*Task to complete*
Filter the entries below, copying out every line that contains the string "instance".

A block of data
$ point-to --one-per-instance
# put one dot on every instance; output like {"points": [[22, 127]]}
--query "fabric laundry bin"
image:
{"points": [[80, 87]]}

*Solution to this exercise*
$ point-to --one-per-instance
# put one dot on every instance; output like {"points": [[22, 127]]}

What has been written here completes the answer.